Zillow bought tens of thousands of homes through the Zillow Offers idea, but they sold far fewer than they purchased. The biggest challenge Zillow faced with the venture was accurately forecasting the future price of its homes three to six months out, something their machine learning system wasn’t quite good enough to do. The company’s AI could process vast amounts of data, but what if a real estate agent picked out a critical valuation factor that didn’t appear in the database? Zillow has spent years improving their valuation model, what they call a ‘Zestimate,’ a vital part of their brand. But the Zestimate has a median error rate of 1.9 percent for homes on the market, according to Zillow spokesperson Viet Shelton. Being off by 1.9 percent on a home worth $500,000 comes out to nearly $10,000.
Using AI for something like valuation modeling can produce some reasonably accurate calculations. But using those estimates to make real-world decisions, especially at a large scale, proved disastrous. This is because not everything that goes into a property’s valuation gets captured in the data. For example, if the Zestimate misses a hidden problem like a crack in the foundation, the value drops significantly without the algorithm taking it into account. Many intangibles in home buying also can’t be captured in data, such as sentimental value or if a buyer’s relatives live in the neighborhood. Mike DelPrete, a real estate technology strategist and scholar-in-residence at the University of Colorado Boulder, told CNN the Zestimate is more so a ‘toy’ to pique your interest when looking up home values. He emphasized it shouldn’t be thought of as a way to accurately predict home prices now or in the future. Mor, the CEO of Agora, added there’s a lot of data Zillow’s AI was probably missing, such as not capturing off-market deals.

***

Exercise instructions: Write out everything in the Zillow passage from "Zillow bought tens" down to "to nearly $10,000.", word for word.

***

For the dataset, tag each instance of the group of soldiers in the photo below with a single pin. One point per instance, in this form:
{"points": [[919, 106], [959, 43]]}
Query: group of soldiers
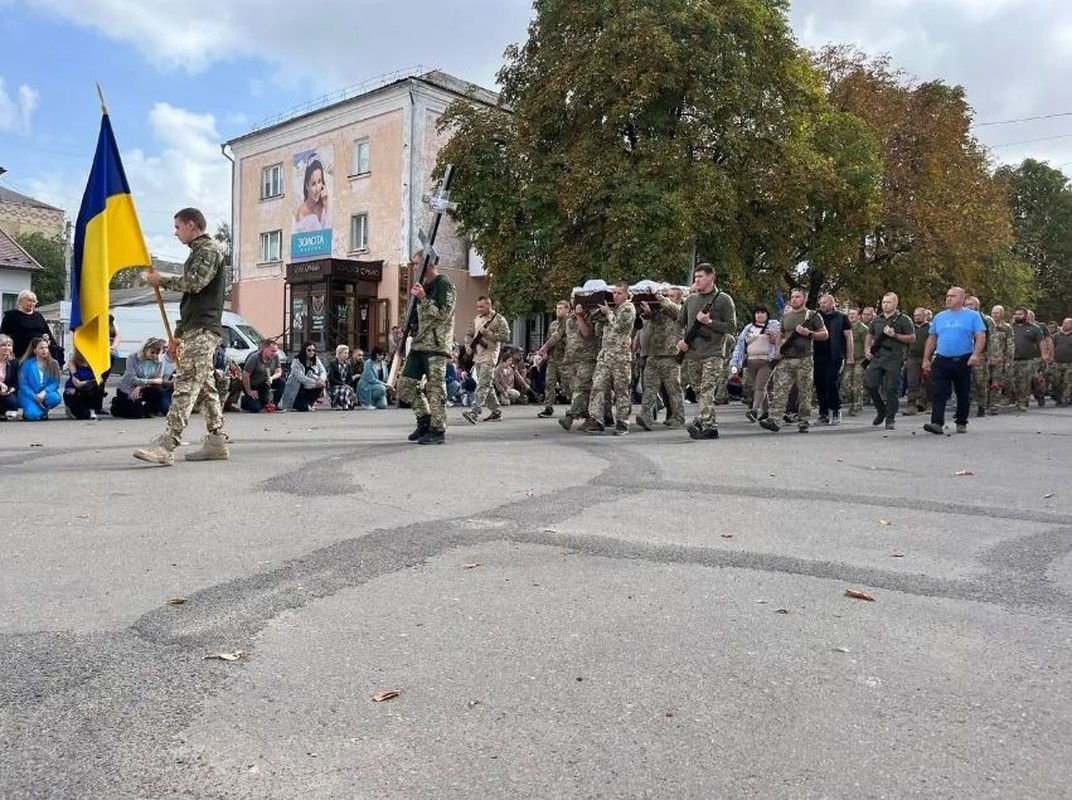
{"points": [[593, 349]]}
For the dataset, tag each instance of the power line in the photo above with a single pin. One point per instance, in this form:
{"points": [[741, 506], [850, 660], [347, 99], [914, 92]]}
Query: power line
{"points": [[1022, 119], [1031, 142]]}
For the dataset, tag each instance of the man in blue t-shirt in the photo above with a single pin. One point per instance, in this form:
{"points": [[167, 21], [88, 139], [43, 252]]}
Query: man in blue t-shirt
{"points": [[956, 342]]}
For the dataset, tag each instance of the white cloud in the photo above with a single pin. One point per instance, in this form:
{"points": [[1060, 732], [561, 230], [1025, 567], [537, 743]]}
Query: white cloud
{"points": [[1011, 56], [187, 169], [16, 113], [331, 44]]}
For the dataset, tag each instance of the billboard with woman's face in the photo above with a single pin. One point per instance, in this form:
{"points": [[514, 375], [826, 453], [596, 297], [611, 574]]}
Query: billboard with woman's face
{"points": [[312, 218]]}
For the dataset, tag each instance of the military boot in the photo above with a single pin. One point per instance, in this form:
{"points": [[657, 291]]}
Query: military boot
{"points": [[213, 448], [423, 423], [160, 452]]}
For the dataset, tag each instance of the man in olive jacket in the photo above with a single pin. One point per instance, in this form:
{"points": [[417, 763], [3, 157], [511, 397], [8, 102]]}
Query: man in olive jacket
{"points": [[715, 315]]}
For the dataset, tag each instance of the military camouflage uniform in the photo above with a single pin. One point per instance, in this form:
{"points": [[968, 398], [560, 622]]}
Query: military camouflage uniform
{"points": [[555, 373], [1027, 340], [999, 351], [429, 354], [852, 375], [795, 368], [194, 379], [919, 385], [614, 366], [660, 363], [981, 372], [580, 364], [1061, 368], [494, 331], [704, 363]]}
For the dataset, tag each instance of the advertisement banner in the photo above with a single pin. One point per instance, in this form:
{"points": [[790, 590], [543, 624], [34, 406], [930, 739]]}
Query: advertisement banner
{"points": [[311, 236]]}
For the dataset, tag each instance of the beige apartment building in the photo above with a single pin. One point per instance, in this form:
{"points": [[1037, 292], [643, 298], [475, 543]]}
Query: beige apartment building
{"points": [[327, 206]]}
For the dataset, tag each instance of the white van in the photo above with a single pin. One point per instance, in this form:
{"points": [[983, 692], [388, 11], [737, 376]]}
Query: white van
{"points": [[137, 323]]}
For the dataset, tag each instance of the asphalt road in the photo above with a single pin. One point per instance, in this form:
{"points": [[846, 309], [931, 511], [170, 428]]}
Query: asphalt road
{"points": [[563, 616]]}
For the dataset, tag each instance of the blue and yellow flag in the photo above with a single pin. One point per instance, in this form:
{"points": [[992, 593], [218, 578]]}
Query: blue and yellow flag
{"points": [[107, 237]]}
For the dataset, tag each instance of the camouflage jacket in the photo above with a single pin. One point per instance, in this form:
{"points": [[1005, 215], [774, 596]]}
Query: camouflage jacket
{"points": [[435, 317]]}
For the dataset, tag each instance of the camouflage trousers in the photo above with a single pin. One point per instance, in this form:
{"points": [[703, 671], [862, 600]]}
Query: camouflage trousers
{"points": [[612, 375], [580, 381], [665, 372], [1018, 387], [852, 386], [556, 375], [704, 375], [919, 385], [194, 381], [999, 383], [981, 385], [799, 372], [428, 397], [1061, 376], [486, 395]]}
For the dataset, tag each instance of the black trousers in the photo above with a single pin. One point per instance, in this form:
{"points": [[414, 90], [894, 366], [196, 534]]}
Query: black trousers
{"points": [[828, 379], [949, 375]]}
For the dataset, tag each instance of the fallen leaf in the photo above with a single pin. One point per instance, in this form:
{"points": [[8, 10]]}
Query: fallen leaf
{"points": [[857, 594], [233, 655]]}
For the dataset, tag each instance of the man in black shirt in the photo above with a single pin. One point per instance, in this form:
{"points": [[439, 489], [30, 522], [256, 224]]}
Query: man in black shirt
{"points": [[829, 355]]}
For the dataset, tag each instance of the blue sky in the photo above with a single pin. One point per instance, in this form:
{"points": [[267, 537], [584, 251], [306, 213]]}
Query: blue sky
{"points": [[179, 83]]}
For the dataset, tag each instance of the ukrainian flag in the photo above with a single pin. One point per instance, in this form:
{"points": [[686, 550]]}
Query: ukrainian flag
{"points": [[107, 237]]}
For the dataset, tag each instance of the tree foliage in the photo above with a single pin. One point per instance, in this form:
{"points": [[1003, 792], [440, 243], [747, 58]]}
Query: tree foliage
{"points": [[48, 251], [1041, 203], [638, 134], [942, 216]]}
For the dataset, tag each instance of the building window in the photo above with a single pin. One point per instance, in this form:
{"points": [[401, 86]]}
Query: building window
{"points": [[360, 165], [359, 232], [271, 247], [271, 181]]}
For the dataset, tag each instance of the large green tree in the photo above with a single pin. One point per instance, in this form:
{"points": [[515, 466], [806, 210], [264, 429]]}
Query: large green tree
{"points": [[633, 135], [1041, 202], [942, 217], [48, 251]]}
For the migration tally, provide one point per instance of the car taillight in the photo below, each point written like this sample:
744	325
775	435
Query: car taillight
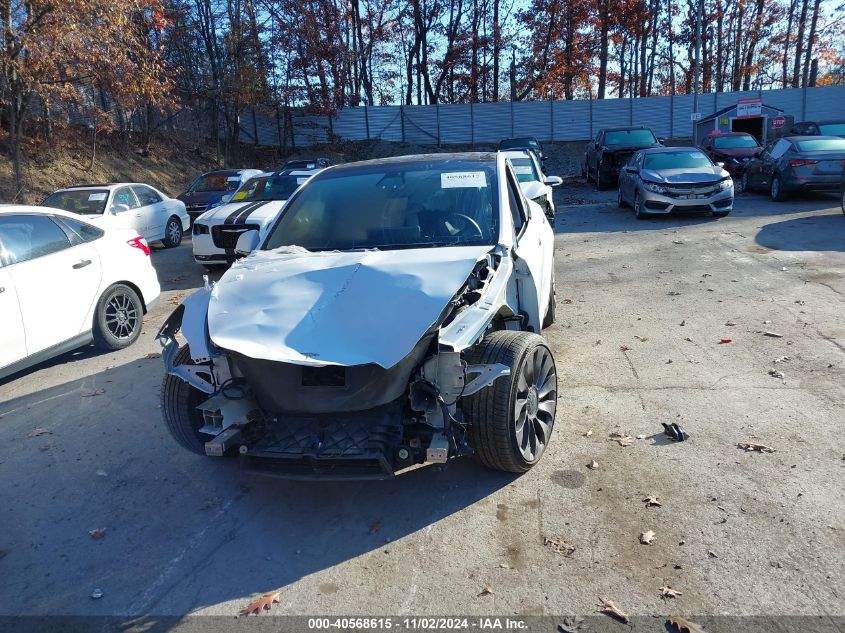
141	243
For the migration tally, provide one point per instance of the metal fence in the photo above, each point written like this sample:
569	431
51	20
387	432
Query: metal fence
546	120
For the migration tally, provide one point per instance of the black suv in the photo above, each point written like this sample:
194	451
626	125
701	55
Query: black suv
611	149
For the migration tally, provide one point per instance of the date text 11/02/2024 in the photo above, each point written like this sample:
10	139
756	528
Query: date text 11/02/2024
417	623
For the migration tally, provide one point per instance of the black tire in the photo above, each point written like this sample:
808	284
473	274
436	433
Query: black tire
118	319
172	233
549	318
179	408
639	213
776	192
491	412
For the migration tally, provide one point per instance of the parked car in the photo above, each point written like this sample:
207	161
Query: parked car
65	282
610	151
252	207
668	179
390	317
534	184
733	149
128	205
212	187
527	143
796	163
312	163
819	128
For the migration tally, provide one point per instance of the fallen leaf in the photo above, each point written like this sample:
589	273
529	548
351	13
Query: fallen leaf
608	608
558	545
751	446
264	603
682	625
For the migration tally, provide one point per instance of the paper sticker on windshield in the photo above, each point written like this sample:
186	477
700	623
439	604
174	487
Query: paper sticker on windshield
460	179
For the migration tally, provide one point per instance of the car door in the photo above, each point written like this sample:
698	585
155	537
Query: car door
56	281
533	246
12	341
153	209
127	212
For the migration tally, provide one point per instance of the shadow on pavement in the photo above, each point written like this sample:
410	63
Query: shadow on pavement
814	233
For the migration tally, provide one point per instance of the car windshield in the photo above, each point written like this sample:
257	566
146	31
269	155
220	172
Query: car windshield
677	160
524	169
822	145
83	201
268	188
215	182
832	129
732	142
629	138
389	206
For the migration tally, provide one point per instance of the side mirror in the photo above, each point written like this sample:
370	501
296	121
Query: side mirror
247	242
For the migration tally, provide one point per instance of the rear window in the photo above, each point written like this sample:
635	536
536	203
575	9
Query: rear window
832	129
629	138
822	145
84	201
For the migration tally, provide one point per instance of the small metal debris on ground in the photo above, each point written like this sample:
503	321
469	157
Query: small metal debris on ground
558	545
751	446
675	432
608	608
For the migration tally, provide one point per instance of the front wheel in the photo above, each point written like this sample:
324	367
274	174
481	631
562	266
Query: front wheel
179	402
511	421
172	233
118	318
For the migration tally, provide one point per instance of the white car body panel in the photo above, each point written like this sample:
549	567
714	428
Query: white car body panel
300	307
35	290
148	221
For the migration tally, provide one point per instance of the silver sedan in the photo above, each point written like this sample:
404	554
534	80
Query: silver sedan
662	180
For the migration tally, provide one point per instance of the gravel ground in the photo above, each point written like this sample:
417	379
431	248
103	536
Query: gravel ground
642	308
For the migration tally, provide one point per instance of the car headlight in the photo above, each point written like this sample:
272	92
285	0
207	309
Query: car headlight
654	187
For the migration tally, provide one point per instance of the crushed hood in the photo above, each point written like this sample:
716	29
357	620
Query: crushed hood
335	308
242	212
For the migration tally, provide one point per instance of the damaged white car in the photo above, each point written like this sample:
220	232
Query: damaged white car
390	317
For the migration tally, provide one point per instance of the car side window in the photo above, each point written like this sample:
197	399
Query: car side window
515	203
146	195
27	237
125	196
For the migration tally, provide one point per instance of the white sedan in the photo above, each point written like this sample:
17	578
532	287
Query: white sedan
135	206
65	282
534	184
252	207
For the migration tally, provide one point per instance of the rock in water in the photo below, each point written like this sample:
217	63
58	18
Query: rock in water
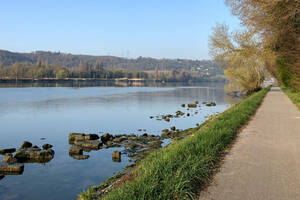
79	157
96	145
26	144
116	156
75	150
91	137
155	144
8	158
47	146
192	105
11	169
106	137
4	151
34	156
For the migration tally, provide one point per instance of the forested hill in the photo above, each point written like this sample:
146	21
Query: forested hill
8	58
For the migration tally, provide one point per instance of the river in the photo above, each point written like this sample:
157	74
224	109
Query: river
32	112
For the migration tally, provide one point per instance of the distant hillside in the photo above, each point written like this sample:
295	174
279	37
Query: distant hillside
109	62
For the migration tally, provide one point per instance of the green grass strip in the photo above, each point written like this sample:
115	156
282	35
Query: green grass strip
293	95
180	169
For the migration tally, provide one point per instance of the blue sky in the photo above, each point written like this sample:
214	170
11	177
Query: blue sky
148	28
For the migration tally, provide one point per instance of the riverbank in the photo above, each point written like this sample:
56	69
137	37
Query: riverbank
177	171
293	95
264	161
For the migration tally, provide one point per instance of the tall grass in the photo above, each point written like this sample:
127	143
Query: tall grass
294	95
179	170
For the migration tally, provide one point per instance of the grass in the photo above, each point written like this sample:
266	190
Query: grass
293	95
184	166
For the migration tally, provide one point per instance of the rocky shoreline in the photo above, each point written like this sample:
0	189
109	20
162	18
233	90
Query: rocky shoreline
13	160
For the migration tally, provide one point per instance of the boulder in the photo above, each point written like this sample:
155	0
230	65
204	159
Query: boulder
47	146
165	131
179	113
116	156
192	105
75	150
26	144
155	144
145	135
34	156
106	137
211	104
4	151
91	137
35	148
93	144
119	139
8	158
11	169
76	137
79	157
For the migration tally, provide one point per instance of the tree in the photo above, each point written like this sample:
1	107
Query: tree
39	62
242	57
63	73
277	22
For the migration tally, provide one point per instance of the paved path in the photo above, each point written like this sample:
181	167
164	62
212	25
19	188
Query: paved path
264	162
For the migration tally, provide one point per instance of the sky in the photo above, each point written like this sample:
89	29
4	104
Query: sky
126	28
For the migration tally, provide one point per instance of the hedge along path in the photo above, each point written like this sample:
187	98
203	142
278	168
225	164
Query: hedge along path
177	171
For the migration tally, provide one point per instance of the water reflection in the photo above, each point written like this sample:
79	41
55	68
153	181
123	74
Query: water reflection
31	113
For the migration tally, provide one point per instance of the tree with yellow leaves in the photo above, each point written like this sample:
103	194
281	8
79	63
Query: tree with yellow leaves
241	55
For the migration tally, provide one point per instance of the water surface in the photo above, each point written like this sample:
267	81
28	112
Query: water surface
31	113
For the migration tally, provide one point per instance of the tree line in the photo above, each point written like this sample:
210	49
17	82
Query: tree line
268	44
43	70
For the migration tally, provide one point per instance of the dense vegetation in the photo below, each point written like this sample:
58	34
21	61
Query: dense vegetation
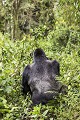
57	32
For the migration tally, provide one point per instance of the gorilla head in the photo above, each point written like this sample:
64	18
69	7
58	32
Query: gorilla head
39	78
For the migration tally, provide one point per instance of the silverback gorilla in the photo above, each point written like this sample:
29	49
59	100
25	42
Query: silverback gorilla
39	78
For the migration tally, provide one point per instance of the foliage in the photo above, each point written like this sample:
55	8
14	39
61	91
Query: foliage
15	55
53	26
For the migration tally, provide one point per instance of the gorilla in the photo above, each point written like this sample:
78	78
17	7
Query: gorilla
39	79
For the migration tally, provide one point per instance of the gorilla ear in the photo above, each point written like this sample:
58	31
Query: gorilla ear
56	67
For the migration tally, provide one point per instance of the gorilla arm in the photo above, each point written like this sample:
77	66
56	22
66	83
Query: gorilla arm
25	79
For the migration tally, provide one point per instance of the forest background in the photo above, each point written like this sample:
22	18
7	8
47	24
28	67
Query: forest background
54	26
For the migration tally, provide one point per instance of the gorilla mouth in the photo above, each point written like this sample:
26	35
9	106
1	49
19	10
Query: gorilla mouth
39	52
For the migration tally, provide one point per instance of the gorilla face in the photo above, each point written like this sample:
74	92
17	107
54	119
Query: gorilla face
39	78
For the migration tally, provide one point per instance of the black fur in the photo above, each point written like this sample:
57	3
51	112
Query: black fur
39	78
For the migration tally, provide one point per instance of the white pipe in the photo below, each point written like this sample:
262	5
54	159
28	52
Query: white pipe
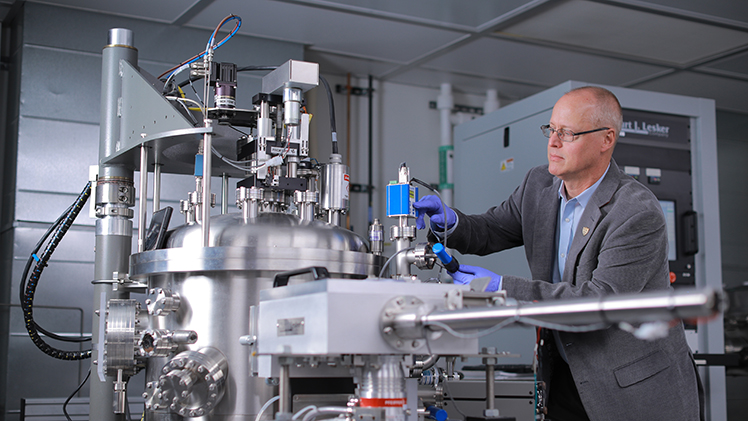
445	103
492	101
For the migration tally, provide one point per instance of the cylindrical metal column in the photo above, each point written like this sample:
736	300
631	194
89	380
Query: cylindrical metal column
113	232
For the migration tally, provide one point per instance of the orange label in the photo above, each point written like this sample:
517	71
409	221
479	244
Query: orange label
382	402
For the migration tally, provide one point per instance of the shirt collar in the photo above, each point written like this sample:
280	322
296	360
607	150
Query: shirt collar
585	196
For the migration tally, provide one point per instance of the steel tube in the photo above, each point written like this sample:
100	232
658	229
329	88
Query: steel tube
224	194
112	248
284	389
156	187
205	210
142	197
641	307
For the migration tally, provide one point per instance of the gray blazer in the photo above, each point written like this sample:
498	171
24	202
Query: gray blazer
620	246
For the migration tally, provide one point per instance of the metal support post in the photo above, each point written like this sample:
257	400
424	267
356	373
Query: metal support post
113	229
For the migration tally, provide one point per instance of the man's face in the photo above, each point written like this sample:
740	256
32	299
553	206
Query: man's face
574	162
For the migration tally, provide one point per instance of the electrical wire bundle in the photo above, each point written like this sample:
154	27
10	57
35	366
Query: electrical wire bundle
29	284
181	66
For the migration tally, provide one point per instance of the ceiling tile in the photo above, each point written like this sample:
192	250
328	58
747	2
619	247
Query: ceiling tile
452	12
737	65
329	30
335	64
508	92
495	58
722	90
630	32
160	11
724	9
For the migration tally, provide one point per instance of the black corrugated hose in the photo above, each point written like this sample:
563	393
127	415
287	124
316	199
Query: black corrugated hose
28	289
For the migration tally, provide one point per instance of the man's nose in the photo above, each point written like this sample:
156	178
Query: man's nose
554	141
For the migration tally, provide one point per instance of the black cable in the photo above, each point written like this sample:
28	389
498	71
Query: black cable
444	207
60	227
331	103
22	287
67	401
128	417
255	68
240	69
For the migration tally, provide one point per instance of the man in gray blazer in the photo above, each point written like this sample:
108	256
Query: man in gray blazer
588	230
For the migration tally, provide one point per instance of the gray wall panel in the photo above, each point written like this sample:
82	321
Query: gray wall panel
54	156
77	245
70	92
57	142
733	194
60	27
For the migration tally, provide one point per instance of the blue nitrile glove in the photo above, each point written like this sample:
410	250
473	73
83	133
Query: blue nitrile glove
466	274
432	206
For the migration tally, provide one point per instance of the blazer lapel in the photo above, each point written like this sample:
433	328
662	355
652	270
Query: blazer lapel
546	220
590	218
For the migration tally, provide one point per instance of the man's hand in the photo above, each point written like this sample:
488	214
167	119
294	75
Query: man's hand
465	274
432	206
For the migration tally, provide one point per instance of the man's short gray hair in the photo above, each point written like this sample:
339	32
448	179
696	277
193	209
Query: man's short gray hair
608	110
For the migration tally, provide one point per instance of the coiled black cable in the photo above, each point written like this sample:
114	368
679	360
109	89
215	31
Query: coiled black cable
28	289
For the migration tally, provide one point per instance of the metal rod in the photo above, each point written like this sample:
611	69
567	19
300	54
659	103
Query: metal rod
284	390
142	197
225	194
156	187
207	155
640	307
490	386
369	188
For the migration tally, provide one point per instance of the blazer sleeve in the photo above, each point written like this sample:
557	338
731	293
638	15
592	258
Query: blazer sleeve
626	253
497	229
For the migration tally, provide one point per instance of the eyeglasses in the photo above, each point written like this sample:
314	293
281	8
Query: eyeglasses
565	134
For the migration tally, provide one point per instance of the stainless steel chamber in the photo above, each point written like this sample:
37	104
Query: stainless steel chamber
211	291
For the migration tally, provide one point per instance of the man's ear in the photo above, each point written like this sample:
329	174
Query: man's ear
609	141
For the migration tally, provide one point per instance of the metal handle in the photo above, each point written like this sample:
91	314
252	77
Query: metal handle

***

Response area:
Zillow bought tens of thousands of homes through the Zillow Offers idea, but they sold far fewer than they purchased. The biggest challenge Zillow faced with the venture was accurately forecasting the future price of its homes three to six months out, something their machine learning system wasn’t quite good enough to do. The company’s AI could process vast amounts of data, but what if a real estate agent picked out a critical valuation factor that didn’t appear in the database? Zillow has spent years improving their valuation model, what they call a ‘Zestimate,’ a vital part of their brand. But the Zestimate has a median error rate of 1.9 percent for homes on the market, according to Zillow spokesperson Viet Shelton. Being off by 1.9 percent on a home worth $500,000 comes out to nearly $10,000.